* [Given instruction 1]: Reproduce the archival storage guide from "# or if you" up to and including "use login nodes.", replacing "laptop" with "workstation".
* [Given instruction 2]: According to the archival storage guide, what is the only means of obtaining S3 access?
* [Given instruction 3]: Extend the archival storage guide by continuing it from its final sentence.

* [Excerpt to read]:

+ + + + +

Archival Storage in the ML Cloud

Ceph S3 is accessible now!

ML Cloud now has data backup and cold storage available in both Region 1 and Region 2. This data volume uses the Ceph SDS and is accessed via S3 protocols.
The following describes what is available and how to use it.

There are two separate S3 zones, Region 1 and Region 2, that do not replicate data (by default, only bucket names are replicated).
If you need replication of your data, please open a ticket.

Access to the Ceph backup drives is through the S3 protocol. S3 access is via OpenStack EC2 credentials only.
You have to create an EC2 credentials with openstack cli (but first check if you already have one - explaind after this part):

source ./openrc
openstack ec2 credentials create
| Access                           | Secret                           | Project ID                       | User ID                          |
| c3v463ddvg53jbi6zw7ltf0nt70o04ck | hk47szblvm6ods4741gx1wcryng0r02d | vllt6e3mhc15d6bqy7j99j23iumeeda6 | 363wgaw6wtzbel628i7wlt81m7qorxlt |

# or if you are member of multiple projects:
openstack ec2 credentials create --project the_project_name

To run openstack cli command, you can install OpenStackClient in your laptop or use login nodes.
You can create as many EC2 credentials as you need, but on the dashboard you see only the last one. To list all, run the following:

openstack ec2 credentials list

As mentioned before if you already have a credential then you can just get it (and even renew it) from the dashboard:
Go to the Openstack dashboard and try to sign in with your main MLCloud account and the ldap domain:

Open Stack

Upon sign in, you will find three pieces of information you will need: your Openstack S3 credentials - your access key and your secret key - as well as your project name. Note these down for later:



Access S3

Examples here use s5cmd client. You can also use aws client.

First, you need to create your credentials file.
To do this, run the following commands on the login nodes, substituting your access key and secret key from the OpenStack dashboard you accessed before:

 mkdir $HOME/.aws/
 echo "[mlcloud]
 aws_secret_access_key=hk47szblvm6ods4741gx1wcryng0r02d" >> $HOME/.aws/credentials
 chmod 600 $HOME/.aws/credentials

This will create your credentials file on your home directory.
If you are using Linux on your personal computer, you can also use the same procedure to access the S3 from outside the cluster.

Depend on where you are accessing S3, you can choose coresponding enpoint:

Inside the cluster:

Outside the cluster:

In S3, you work with buckets, analogous to a drive or other logical volume. There is only one bucket available to you:

  • Your group's shared bucket, which you access at s3://$GROUP_NAME, where $GROUP_NAME is the string before the - in project name above; for example, aiproj0 in aiproj0-aaa000.

+ + + + +

* [Supplied information]:
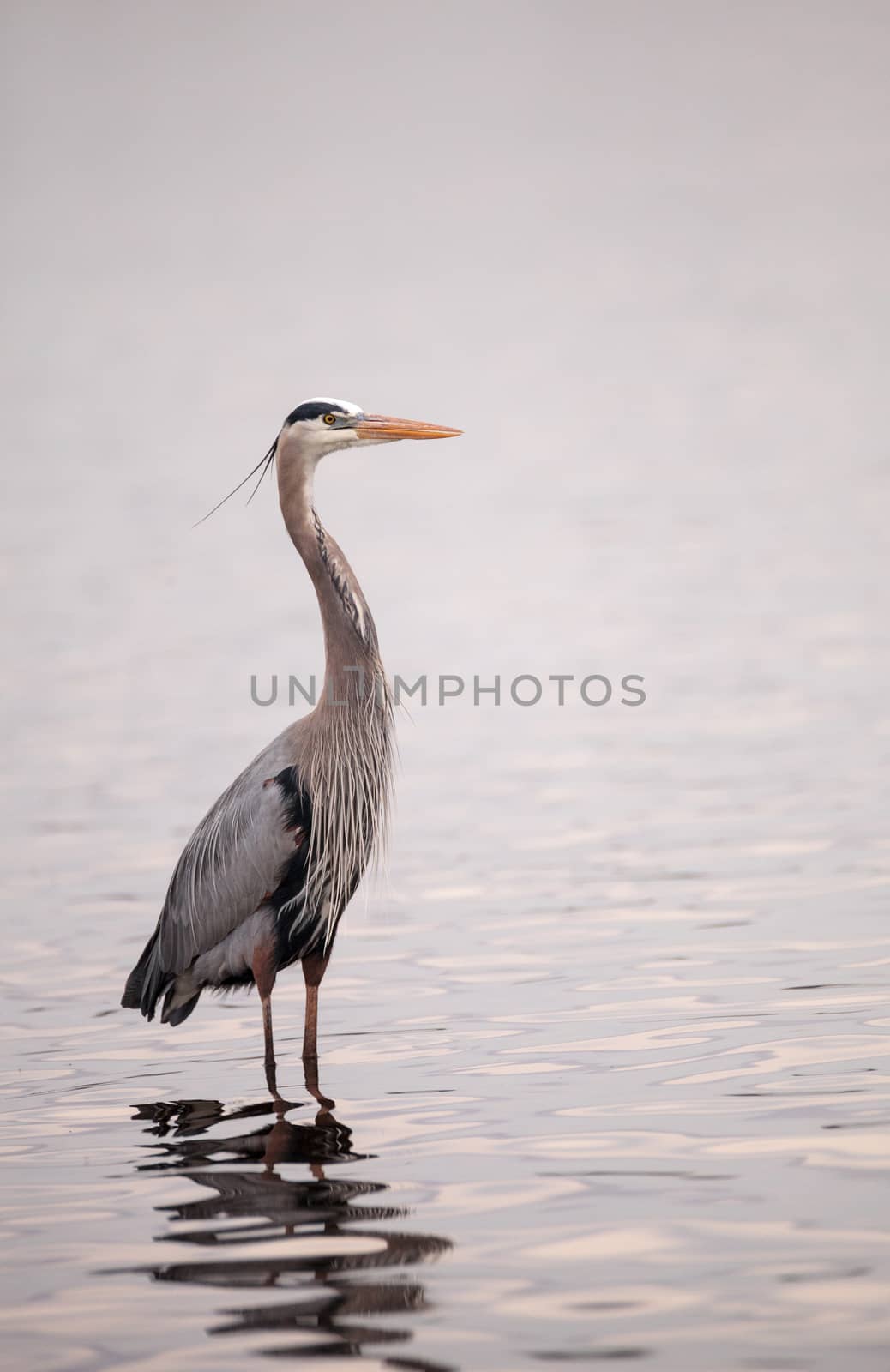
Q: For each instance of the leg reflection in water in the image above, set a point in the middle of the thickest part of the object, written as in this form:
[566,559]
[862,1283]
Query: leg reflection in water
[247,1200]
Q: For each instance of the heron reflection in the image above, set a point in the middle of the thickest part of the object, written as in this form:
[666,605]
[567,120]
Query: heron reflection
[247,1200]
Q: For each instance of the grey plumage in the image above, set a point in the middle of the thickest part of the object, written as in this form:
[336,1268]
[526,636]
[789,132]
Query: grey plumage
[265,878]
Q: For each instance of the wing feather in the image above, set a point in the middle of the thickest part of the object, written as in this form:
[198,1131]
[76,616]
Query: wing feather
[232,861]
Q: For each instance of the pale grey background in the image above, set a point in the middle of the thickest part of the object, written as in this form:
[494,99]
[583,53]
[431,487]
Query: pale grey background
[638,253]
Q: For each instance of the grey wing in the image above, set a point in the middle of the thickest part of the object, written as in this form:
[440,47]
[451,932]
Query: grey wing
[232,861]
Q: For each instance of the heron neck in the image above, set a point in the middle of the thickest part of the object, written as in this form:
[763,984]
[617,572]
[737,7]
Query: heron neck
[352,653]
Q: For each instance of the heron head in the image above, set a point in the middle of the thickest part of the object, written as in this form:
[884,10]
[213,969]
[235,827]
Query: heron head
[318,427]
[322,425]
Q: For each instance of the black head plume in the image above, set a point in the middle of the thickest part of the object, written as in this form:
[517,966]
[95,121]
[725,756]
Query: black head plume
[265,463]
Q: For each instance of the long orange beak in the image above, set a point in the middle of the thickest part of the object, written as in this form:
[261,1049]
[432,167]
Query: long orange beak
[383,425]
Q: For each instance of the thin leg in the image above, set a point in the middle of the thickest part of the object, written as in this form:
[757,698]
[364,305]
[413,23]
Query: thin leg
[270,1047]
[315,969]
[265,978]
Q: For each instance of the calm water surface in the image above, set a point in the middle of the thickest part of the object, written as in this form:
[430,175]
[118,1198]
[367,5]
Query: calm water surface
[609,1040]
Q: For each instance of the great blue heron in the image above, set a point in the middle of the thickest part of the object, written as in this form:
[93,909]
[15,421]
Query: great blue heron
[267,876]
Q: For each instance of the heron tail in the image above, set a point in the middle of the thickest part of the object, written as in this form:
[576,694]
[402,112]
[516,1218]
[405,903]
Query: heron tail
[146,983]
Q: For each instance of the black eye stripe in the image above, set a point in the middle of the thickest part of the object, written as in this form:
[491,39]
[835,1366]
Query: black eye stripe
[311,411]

+ + + + +

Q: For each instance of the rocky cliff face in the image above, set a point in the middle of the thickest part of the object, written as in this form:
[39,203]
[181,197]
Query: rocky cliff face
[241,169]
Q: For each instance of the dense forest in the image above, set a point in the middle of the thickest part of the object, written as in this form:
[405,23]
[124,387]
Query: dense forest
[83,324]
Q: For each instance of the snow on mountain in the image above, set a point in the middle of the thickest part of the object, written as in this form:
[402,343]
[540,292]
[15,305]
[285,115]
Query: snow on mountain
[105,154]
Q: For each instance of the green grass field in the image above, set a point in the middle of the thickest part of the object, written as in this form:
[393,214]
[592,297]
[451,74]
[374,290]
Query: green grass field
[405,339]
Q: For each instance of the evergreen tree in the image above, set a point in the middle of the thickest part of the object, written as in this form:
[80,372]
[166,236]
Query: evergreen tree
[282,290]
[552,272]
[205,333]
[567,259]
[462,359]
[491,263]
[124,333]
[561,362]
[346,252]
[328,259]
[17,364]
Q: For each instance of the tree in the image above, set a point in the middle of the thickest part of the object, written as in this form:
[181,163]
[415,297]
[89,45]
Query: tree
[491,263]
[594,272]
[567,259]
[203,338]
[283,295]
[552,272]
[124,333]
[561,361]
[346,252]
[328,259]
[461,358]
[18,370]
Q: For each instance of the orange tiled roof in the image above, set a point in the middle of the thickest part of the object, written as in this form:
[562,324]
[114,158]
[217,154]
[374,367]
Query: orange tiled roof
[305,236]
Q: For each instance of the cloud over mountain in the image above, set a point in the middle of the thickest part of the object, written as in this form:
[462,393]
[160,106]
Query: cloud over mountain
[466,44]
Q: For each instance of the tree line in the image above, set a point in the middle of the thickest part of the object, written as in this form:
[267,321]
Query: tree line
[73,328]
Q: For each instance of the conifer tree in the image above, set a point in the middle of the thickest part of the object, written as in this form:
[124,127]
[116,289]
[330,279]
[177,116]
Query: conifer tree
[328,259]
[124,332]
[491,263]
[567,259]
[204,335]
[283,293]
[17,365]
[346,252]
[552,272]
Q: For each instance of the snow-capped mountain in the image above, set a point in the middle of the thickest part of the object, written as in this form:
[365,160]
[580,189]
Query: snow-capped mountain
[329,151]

+ + + + +

* [Reply 1]:
# or if you are member of multiple projects:
openstack ec2 credentials create --project the_project_name

To run openstack cli command, you can install OpenStackClient in your workstation or use login nodes.

* [Reply 2]: OpenStack EC2 credentials.

* [Reply 3]:
    Every member of the group can access this bucket (list the contents or downlod an object). But each member only can upload to s3://$GROUP_NAME/$THEIR_USER_NAME/ which in our example is aaa000 - the second part ot the project name.

Now, assuming your are using a node in Region 1 (note the endpopint), after you've set up your credentials, you can run the following example commands (using our example project aiproj0-aaa000):


If it's your first time accessing S3, run an initial request against REGION ONE endpoit in order the proccess of user creation automatically starts for you.

You can move files to and from the group's shared bucket like this - if you have a file called myfile.tar and you want to copy it into the my_directory in group's shared bucket:

  • s5cmd --endpoint-url --profile mlcloud cp myfile.tar s3://aiproj0/aaa000/my_directory/

  • s5cmd --endpoint-url --profile mlcloud cp s3://aiproj0/aaa000/my_directory/myfile.tar ./

You can also see what files are in the group's shared bucket - note the trailing / when querying a directory, and, if there are no files in a directory or bucket when you ls it, it will return ERROR: [...]: no object found:

  • s5cmd --endpoint-url --profile mlcloud ls s3://aiproj0

  • s5cmd --endpoint-url --profile mlcloud ls s3://aiproj0/aaa000/my_directory/

Please remember that group's shared bucket is a shared bucket and every member is allowed to read the content.

External access to your S3 buckets works the same way as internal access, only substitute the "outside the cluster" URL above and ensure you have both the s5cmd command and the $HOME/.aws/credentials file set up properly. (we assume you can handle that on your own, should you choose this path)

Details of your S3 buckets: Quota, etc.

  • The quota of shared group bucket in each region is 5TB data and/or 500K objects. In order to not hit the number-of-objects quota, please upload objects in a tar archive or equivalent where possible.

  • Versioning is disabled by default on the shared group bucket; to enable versioning, please file a ticket.
    Note that with each change to an object, you create a new version, which counts against the 5TB data and 500K object limit. Furthermore, the admins of each group have the full control over shared group bucket's policies, and they can adjust it as they wish.

  • Publish of shared group bucket's objects publicly is restricted; to do so, please file a ticket.

  • With the default policies/permissions, all members of your group have access to all objects in the shared group bucket. If the policies/permissions needs to be customized, please file a ticket.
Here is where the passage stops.